### WHAT YOU WILL DO
With no omissions, write out every record given below.

===============

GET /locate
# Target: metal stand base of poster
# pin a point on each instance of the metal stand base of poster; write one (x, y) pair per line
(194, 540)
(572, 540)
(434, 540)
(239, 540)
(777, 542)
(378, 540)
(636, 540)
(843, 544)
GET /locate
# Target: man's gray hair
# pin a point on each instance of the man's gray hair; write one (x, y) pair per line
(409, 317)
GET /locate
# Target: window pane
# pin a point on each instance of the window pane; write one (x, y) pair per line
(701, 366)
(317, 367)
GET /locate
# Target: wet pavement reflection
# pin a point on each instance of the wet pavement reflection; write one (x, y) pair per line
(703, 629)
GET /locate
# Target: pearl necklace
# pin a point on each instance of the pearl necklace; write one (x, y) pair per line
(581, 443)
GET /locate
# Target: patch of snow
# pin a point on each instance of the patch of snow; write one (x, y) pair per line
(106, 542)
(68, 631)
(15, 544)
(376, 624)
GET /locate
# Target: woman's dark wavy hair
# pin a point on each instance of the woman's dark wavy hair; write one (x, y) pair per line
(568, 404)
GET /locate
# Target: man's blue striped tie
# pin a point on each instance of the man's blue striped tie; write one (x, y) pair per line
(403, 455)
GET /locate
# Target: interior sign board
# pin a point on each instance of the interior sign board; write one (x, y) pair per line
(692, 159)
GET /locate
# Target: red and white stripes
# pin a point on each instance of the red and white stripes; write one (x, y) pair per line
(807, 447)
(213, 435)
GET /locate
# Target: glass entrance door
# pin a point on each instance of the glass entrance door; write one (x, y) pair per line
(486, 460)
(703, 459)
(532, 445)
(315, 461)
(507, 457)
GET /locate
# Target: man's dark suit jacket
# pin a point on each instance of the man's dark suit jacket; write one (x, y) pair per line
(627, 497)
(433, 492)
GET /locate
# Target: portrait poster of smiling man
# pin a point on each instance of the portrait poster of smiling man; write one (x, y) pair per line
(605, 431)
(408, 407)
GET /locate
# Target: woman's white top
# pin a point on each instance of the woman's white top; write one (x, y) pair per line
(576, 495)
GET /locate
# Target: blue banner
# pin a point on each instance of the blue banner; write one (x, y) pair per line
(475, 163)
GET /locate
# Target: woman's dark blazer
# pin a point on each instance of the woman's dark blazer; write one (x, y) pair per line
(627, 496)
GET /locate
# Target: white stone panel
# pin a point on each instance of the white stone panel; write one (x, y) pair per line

===============

### REPLY
GET /locate
# Target: metal stand base of poster
# pin a point on each instance of the metal stand base of poster; write one (x, y) pair per line
(194, 540)
(572, 540)
(434, 540)
(239, 540)
(777, 542)
(378, 540)
(636, 540)
(843, 544)
GET /locate
# Target: man's gray hair
# pin a point on each instance of the man's gray hair; write one (x, y) pair per line
(409, 317)
GET /locate
# Target: window pane
# pin a point on each instance of the window pane; write one (x, y) pair per line
(701, 366)
(317, 367)
GET /locate
# Target: wet pavement reflection
# pin a point on each instance of the wet pavement reflection; write one (x, y) pair per line
(703, 629)
GET /locate
# Target: pearl necklace
# pin a point on each instance of the pearl necklace; write one (x, y) pair per line
(581, 443)
GET /locate
# Target: patch of snow
# pin a point on each instance of the patch of snow; write one (x, y) pair per line
(106, 542)
(68, 631)
(15, 544)
(376, 624)
GET /locate
# Target: woman's dark wavy hair
# pin a point on each instance of the woman's dark wavy hair; write one (x, y) pair per line
(568, 404)
GET /locate
# Target: man's blue striped tie
# pin a point on each instance of the man's blue striped tie; write one (x, y) pair per line
(403, 455)
GET /locate
# Target: interior sign board
# pin a point on each instance of the interior sign board; write one (x, y) pair per line
(692, 159)
GET /locate
# Target: red and white stripes
# pin a point on each instance of the red and white stripes; write one (x, y) pair per line
(807, 447)
(213, 435)
GET /locate
# Target: glass entrance door
# pin a point on each instance of the glass entrance door; write one (x, y) pair per line
(486, 460)
(703, 459)
(532, 445)
(315, 461)
(507, 457)
GET /locate
# Target: man's dark suit jacket
# pin a point on each instance of the man's dark suit jacket; write one (x, y) pair per line
(627, 497)
(433, 492)
GET /locate
# Target: portrait poster of smiling man
# pin a point on each instance of the portrait poster of smiling man; write one (x, y) pair per line
(605, 431)
(408, 407)
GET /locate
# Target: woman's white top
# pin a point on each instance of the woman's white top; write one (x, y) pair per line
(576, 495)
GET /locate
# Target: blue banner
# pin a point on each instance of the blue banner; write one (x, y) pair per line
(475, 163)
GET /locate
# Target: woman's dark blazer
# pin a point on each instance of the woman's dark blazer; write one (x, y) pair per line
(627, 496)
GET /locate
# Target: white stone panel
# pin a point on each instance of the white stone panel; write one (x, y) pair per line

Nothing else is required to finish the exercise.